◆ Exercise data
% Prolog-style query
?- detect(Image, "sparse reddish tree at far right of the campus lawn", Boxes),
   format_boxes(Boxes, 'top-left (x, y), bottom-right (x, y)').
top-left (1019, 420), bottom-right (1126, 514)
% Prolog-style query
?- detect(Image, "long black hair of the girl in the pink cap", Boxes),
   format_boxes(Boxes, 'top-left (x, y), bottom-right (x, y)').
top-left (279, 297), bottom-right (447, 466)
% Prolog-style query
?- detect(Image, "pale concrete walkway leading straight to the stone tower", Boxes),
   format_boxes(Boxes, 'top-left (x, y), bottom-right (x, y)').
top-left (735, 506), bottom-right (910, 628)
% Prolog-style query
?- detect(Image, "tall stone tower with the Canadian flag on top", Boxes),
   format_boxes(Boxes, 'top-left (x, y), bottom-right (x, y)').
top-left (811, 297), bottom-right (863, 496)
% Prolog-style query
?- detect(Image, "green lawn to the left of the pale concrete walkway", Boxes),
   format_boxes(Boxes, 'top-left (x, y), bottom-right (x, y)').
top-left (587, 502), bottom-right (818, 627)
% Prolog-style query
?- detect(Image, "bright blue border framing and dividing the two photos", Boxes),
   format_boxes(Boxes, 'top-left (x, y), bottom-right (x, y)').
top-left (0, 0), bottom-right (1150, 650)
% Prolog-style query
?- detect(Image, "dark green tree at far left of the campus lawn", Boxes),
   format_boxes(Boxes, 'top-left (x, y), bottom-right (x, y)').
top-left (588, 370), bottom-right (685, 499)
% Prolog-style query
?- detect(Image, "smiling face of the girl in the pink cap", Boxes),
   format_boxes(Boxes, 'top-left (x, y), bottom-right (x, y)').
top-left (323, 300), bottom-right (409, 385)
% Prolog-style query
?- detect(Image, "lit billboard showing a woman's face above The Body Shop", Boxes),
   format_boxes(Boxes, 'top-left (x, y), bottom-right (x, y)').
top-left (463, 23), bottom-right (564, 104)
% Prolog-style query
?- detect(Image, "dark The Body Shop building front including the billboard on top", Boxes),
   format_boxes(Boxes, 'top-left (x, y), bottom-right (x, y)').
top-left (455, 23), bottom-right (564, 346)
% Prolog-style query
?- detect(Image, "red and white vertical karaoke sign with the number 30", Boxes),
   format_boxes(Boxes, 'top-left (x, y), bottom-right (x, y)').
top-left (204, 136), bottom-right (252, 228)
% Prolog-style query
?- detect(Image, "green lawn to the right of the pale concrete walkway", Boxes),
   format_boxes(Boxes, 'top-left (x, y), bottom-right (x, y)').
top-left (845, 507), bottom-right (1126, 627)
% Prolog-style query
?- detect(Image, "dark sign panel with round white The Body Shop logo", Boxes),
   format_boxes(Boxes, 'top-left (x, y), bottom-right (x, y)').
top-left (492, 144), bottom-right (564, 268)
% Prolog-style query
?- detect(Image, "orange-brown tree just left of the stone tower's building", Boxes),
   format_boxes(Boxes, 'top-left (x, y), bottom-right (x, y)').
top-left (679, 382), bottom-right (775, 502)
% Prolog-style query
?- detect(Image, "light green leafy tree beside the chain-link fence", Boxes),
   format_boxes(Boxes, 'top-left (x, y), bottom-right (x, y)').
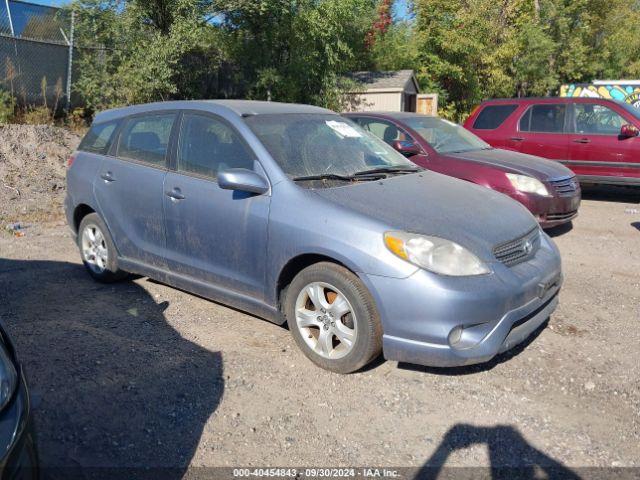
top-left (70, 0), bottom-right (223, 110)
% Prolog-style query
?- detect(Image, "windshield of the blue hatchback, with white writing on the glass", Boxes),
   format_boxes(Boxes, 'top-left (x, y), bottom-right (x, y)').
top-left (245, 113), bottom-right (417, 178)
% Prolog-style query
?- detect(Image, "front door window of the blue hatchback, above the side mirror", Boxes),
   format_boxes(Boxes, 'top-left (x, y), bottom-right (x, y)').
top-left (177, 113), bottom-right (254, 178)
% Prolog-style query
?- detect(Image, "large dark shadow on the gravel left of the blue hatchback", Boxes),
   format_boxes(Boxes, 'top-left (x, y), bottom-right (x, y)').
top-left (0, 259), bottom-right (224, 480)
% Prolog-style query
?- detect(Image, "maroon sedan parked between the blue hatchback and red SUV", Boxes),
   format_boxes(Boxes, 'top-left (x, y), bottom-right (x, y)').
top-left (343, 112), bottom-right (581, 228)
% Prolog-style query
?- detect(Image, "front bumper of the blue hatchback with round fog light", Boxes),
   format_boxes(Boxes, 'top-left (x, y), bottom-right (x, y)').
top-left (365, 235), bottom-right (562, 367)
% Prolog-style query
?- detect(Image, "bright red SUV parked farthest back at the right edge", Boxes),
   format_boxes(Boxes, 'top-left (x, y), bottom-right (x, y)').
top-left (464, 98), bottom-right (640, 186)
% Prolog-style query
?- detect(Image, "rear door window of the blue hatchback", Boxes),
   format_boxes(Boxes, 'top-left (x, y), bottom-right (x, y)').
top-left (118, 113), bottom-right (176, 167)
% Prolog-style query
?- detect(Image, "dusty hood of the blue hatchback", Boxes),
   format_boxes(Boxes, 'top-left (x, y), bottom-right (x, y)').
top-left (315, 171), bottom-right (537, 261)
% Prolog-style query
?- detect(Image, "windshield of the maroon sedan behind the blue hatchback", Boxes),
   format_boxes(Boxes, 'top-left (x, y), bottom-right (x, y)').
top-left (402, 117), bottom-right (491, 153)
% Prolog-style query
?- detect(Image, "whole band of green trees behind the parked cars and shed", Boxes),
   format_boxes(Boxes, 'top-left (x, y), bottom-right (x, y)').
top-left (70, 0), bottom-right (640, 120)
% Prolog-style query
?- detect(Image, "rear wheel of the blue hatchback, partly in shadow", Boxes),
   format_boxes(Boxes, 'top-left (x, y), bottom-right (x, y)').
top-left (78, 213), bottom-right (128, 283)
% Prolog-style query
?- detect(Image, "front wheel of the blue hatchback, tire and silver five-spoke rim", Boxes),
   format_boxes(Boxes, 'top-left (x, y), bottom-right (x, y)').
top-left (283, 262), bottom-right (382, 373)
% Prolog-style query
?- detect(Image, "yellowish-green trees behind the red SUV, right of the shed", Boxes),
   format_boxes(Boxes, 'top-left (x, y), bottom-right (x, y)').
top-left (415, 0), bottom-right (640, 119)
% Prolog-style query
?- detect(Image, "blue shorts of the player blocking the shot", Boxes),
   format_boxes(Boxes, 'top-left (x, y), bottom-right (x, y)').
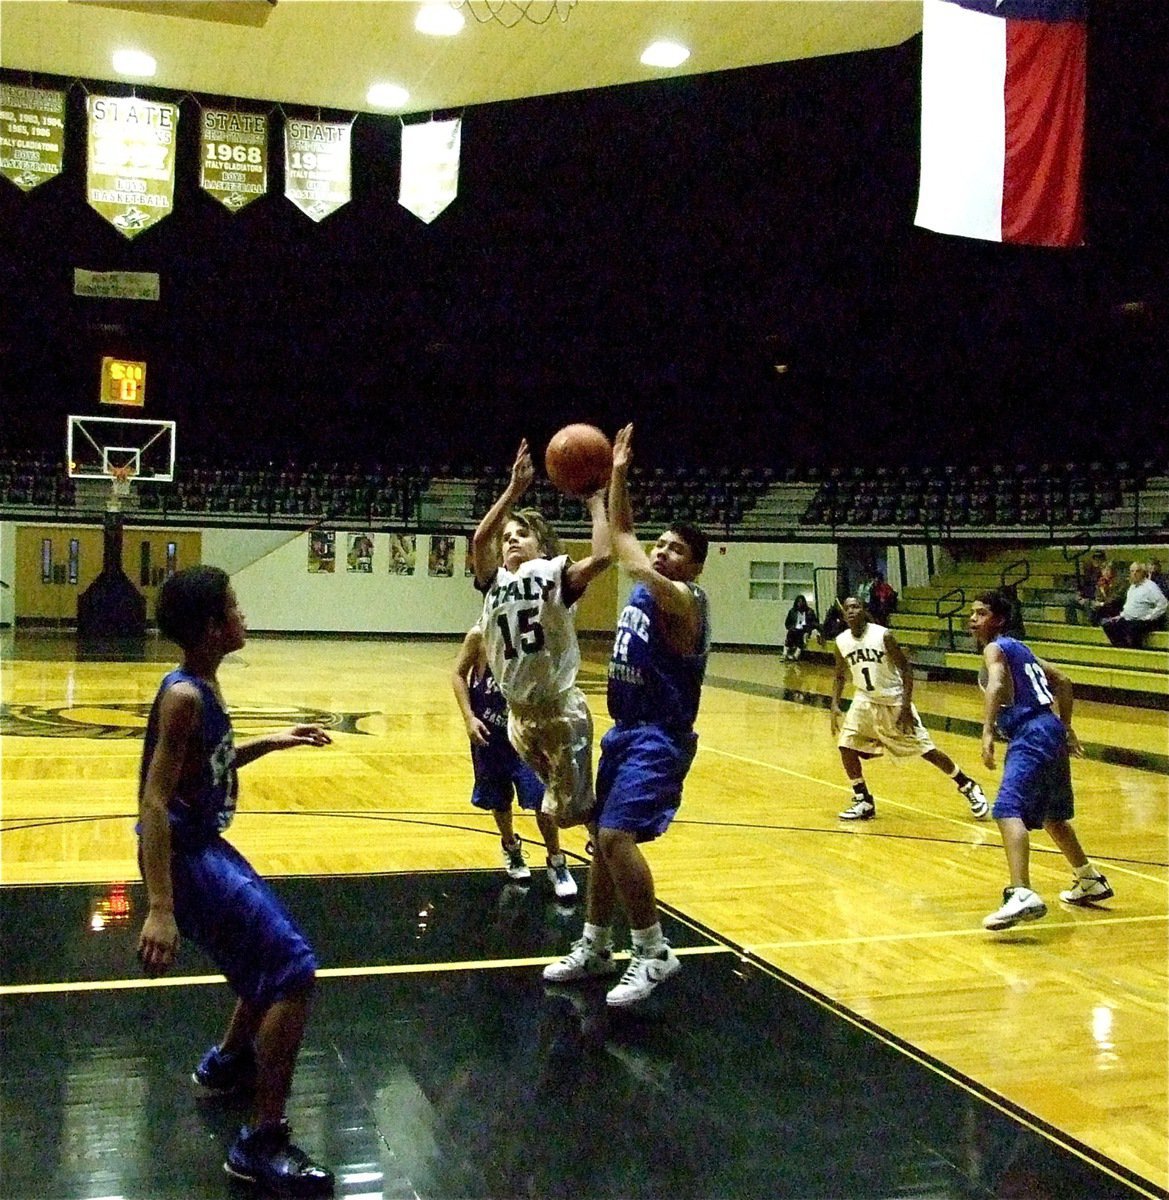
top-left (597, 725), bottom-right (699, 841)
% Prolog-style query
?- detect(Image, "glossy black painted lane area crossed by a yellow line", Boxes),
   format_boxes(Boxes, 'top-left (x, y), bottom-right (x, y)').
top-left (0, 870), bottom-right (1147, 1200)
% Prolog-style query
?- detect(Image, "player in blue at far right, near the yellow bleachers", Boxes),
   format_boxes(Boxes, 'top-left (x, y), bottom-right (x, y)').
top-left (970, 592), bottom-right (1113, 930)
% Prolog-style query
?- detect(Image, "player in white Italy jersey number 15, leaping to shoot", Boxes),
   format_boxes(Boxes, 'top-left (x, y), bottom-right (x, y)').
top-left (470, 440), bottom-right (612, 827)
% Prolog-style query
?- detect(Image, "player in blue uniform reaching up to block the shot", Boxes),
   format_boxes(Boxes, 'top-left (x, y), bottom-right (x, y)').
top-left (544, 425), bottom-right (711, 1008)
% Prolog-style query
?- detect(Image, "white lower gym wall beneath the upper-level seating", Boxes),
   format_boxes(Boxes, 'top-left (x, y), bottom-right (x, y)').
top-left (0, 522), bottom-right (837, 646)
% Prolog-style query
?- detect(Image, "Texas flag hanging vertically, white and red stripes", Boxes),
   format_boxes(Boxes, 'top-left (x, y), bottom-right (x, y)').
top-left (915, 0), bottom-right (1087, 246)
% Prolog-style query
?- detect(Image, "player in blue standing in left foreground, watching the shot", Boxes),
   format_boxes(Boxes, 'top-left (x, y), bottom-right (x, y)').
top-left (138, 566), bottom-right (332, 1196)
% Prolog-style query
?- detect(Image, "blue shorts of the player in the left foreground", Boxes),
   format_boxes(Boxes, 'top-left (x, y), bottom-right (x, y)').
top-left (170, 838), bottom-right (317, 1008)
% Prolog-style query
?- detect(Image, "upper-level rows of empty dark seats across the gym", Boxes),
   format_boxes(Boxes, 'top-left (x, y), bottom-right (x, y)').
top-left (0, 455), bottom-right (1169, 540)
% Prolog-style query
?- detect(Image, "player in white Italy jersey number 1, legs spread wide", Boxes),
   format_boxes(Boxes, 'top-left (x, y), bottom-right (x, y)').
top-left (832, 596), bottom-right (990, 821)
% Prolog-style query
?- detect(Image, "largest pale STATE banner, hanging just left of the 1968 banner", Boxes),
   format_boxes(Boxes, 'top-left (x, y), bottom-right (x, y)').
top-left (86, 96), bottom-right (179, 238)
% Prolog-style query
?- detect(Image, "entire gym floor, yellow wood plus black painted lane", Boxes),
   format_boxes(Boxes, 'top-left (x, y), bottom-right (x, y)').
top-left (0, 632), bottom-right (1169, 1200)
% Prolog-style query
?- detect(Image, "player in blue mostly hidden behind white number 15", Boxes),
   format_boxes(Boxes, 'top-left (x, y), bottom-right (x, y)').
top-left (450, 625), bottom-right (577, 900)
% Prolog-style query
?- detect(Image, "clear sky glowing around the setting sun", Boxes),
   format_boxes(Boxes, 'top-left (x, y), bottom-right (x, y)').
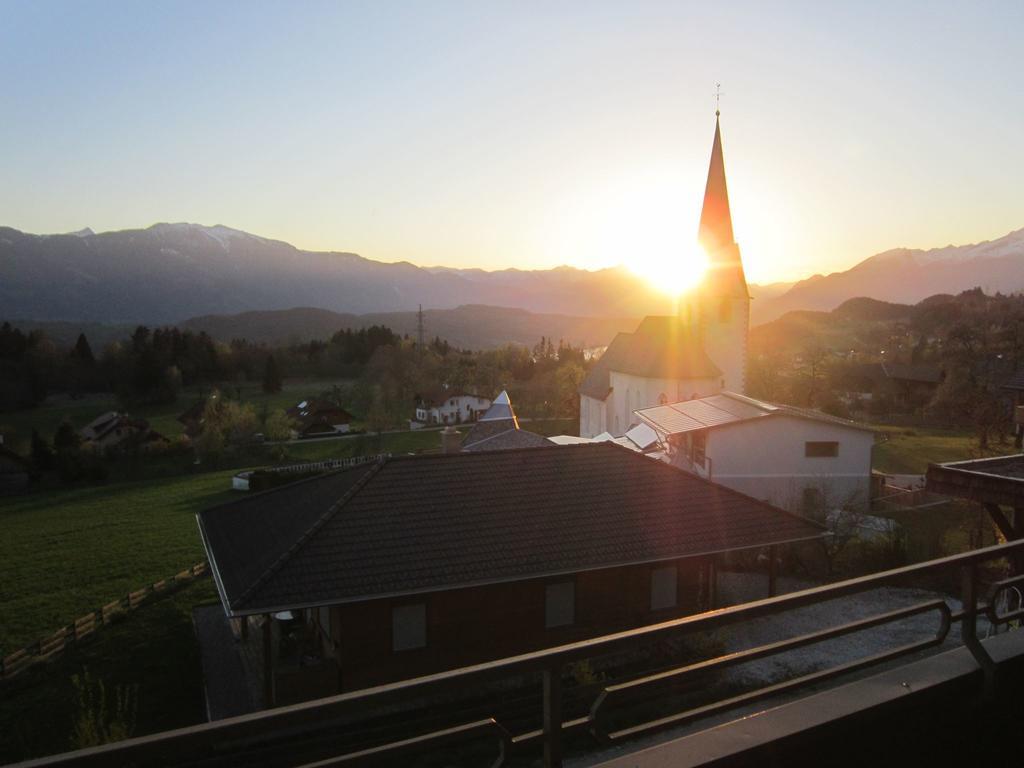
top-left (0, 0), bottom-right (1024, 283)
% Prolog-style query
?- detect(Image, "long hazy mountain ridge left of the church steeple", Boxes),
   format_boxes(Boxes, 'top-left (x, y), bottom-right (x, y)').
top-left (0, 224), bottom-right (779, 325)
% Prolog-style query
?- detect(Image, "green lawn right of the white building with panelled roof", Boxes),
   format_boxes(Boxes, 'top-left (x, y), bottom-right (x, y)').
top-left (874, 425), bottom-right (1012, 474)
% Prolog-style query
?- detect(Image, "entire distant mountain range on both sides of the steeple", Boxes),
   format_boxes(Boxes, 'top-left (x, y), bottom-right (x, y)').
top-left (0, 223), bottom-right (1024, 331)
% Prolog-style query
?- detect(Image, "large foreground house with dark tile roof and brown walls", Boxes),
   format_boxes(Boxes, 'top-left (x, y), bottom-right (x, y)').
top-left (198, 443), bottom-right (823, 703)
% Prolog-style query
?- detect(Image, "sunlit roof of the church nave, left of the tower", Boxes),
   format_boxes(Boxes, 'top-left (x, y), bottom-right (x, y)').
top-left (580, 315), bottom-right (722, 400)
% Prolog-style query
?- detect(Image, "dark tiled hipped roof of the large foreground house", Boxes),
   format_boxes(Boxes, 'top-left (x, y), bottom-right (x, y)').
top-left (198, 444), bottom-right (823, 614)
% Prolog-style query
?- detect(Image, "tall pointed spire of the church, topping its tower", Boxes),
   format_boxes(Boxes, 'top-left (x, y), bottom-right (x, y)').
top-left (697, 110), bottom-right (749, 298)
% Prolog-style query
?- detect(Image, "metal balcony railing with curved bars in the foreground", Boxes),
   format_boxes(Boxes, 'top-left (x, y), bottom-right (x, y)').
top-left (16, 541), bottom-right (1024, 768)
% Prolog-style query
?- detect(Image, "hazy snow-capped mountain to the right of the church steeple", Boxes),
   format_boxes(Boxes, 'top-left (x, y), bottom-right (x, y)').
top-left (752, 229), bottom-right (1024, 324)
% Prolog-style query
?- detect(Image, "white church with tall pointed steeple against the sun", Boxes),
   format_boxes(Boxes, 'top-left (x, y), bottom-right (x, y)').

◆ Task statement
Word for word, set down the lines from the beginning of the records through the line that holds "to the left". Leave out the rest.

◆ Reply to the exercise
% Prolog-style query
?- detect(Image, "sparse reddish tree at far right of the campus lawn", Boxes),
   format_boxes(Boxes, 'top-left (x, y), bottom-right (x, y)').
top-left (1019, 420), bottom-right (1126, 514)
% Prolog-style query
?- detect(Image, "long black hair of the girl in the pink cap", Boxes),
   format_boxes(Boxes, 'top-left (x, y), bottom-right (x, y)').
top-left (279, 297), bottom-right (447, 466)
% Prolog-style query
?- detect(Image, "pale concrete walkway leading straight to the stone tower", Boxes),
   format_boxes(Boxes, 'top-left (x, y), bottom-right (x, y)').
top-left (735, 506), bottom-right (910, 628)
% Prolog-style query
?- detect(Image, "tall stone tower with the Canadian flag on top", Boxes),
   format_boxes(Boxes, 'top-left (x, y), bottom-right (x, y)').
top-left (811, 297), bottom-right (863, 496)
% Prolog-style query
?- detect(Image, "green lawn to the left of the pale concrete walkway", Boxes),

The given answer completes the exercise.